[Exercise aim]:
Please output every one of the records below again, line for line and unchanged.

Pointing entries for named objects
* Start *
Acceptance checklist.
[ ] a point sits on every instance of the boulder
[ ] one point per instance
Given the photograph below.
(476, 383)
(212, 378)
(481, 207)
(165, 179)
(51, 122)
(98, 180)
* End *
[Task result]:
Acceptance checklist.
[ ] a point sits on every instance of the boulder
[ ] one point per instance
Given the photograph below.
(476, 383)
(212, 378)
(481, 207)
(165, 179)
(51, 122)
(98, 180)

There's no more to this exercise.